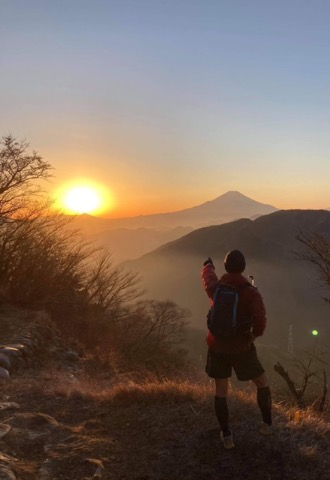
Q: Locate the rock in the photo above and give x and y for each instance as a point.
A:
(4, 429)
(4, 376)
(5, 362)
(8, 405)
(6, 473)
(11, 351)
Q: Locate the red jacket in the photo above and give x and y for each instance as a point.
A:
(250, 303)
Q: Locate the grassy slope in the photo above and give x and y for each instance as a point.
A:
(151, 431)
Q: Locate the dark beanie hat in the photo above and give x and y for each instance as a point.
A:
(235, 262)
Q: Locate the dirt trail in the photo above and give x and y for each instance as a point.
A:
(80, 437)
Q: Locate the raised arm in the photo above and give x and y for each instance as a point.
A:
(209, 278)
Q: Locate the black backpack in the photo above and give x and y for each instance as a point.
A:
(223, 319)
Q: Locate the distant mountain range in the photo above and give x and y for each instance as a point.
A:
(288, 284)
(132, 237)
(229, 206)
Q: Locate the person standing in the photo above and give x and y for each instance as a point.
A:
(237, 352)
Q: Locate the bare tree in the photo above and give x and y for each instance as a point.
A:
(20, 172)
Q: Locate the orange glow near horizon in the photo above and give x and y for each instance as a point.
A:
(84, 196)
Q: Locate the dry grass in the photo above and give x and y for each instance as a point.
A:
(168, 430)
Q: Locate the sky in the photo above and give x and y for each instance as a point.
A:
(166, 104)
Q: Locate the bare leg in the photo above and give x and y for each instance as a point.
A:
(220, 405)
(264, 398)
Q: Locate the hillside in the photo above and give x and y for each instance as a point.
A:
(131, 237)
(288, 285)
(65, 416)
(227, 207)
(150, 431)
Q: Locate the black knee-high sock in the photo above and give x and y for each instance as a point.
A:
(222, 414)
(264, 401)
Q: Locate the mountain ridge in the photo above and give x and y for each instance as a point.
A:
(229, 206)
(289, 285)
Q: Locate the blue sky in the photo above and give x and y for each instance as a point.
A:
(172, 103)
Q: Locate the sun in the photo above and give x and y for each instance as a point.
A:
(84, 196)
(82, 199)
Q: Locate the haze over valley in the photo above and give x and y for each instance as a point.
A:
(131, 237)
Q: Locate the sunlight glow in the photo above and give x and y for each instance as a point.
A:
(84, 197)
(82, 200)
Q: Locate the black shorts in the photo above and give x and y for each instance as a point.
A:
(246, 365)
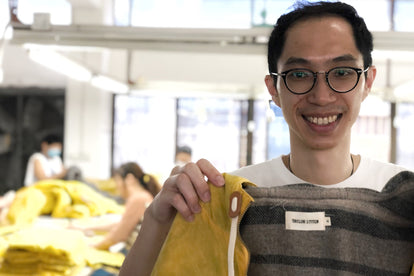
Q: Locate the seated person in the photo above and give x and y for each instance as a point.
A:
(46, 164)
(138, 190)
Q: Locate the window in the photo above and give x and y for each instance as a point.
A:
(211, 127)
(144, 132)
(404, 21)
(405, 134)
(371, 132)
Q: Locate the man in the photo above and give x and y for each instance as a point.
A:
(320, 71)
(46, 164)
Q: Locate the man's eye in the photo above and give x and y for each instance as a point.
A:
(343, 72)
(300, 74)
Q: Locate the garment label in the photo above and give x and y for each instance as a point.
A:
(306, 221)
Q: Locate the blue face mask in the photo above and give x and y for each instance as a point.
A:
(53, 152)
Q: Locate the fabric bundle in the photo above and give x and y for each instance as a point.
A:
(60, 199)
(297, 229)
(40, 251)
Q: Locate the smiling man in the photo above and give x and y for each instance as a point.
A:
(320, 71)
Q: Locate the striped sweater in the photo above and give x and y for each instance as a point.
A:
(299, 229)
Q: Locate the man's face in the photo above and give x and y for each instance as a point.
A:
(322, 118)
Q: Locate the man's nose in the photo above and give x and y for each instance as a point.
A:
(321, 93)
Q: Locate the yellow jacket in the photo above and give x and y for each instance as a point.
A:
(214, 232)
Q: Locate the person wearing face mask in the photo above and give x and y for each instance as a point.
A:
(46, 164)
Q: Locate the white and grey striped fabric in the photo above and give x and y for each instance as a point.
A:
(370, 233)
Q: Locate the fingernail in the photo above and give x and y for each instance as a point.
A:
(206, 196)
(197, 208)
(220, 180)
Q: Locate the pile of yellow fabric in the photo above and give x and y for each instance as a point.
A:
(60, 199)
(41, 251)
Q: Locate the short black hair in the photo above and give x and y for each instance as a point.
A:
(52, 138)
(303, 10)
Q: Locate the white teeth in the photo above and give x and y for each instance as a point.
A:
(322, 120)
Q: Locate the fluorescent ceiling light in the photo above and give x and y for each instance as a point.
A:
(60, 64)
(109, 84)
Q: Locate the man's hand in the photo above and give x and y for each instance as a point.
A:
(183, 189)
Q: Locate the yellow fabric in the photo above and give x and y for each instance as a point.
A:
(60, 199)
(44, 251)
(26, 206)
(203, 243)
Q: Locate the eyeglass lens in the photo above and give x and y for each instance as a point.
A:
(341, 79)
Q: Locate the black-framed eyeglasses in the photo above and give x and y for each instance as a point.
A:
(340, 79)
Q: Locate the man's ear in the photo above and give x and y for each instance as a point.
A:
(271, 88)
(369, 80)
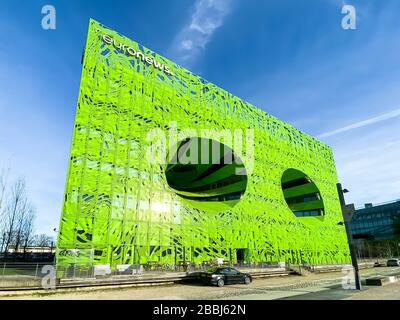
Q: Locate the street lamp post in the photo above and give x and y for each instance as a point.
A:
(346, 220)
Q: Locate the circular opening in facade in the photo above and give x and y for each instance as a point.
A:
(207, 174)
(301, 194)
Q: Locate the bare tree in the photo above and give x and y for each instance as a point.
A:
(16, 204)
(43, 240)
(3, 191)
(24, 225)
(28, 227)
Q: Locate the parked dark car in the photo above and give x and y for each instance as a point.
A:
(224, 275)
(393, 262)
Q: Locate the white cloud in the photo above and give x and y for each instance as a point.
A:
(360, 124)
(208, 16)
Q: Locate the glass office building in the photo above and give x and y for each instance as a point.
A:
(377, 222)
(269, 193)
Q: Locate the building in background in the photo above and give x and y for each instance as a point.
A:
(275, 201)
(376, 229)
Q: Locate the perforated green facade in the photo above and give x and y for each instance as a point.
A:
(118, 207)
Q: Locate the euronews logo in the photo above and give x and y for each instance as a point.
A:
(137, 54)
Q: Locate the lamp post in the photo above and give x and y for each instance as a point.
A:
(347, 211)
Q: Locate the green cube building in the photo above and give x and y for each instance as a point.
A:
(276, 200)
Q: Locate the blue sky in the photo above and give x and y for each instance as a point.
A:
(291, 58)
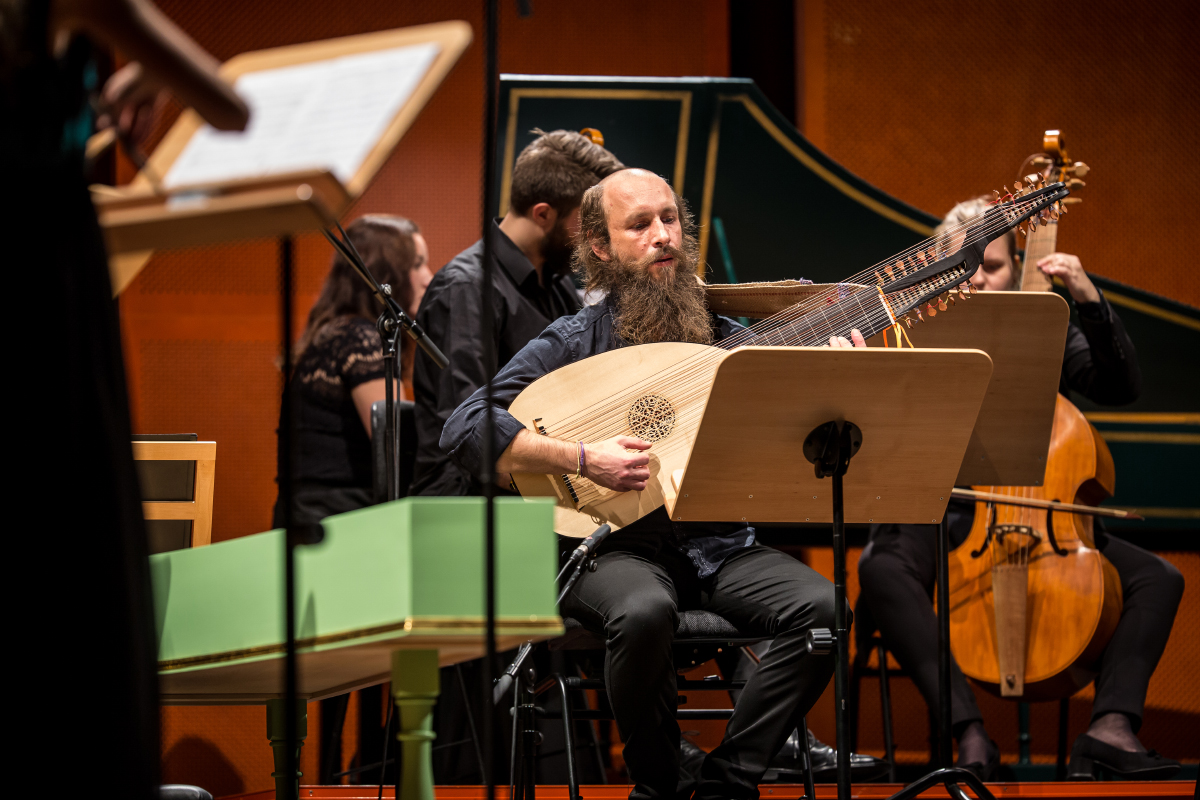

■ ■ ■

Give the count of lines in the data above holding the word "face", and nothing beyond it.

3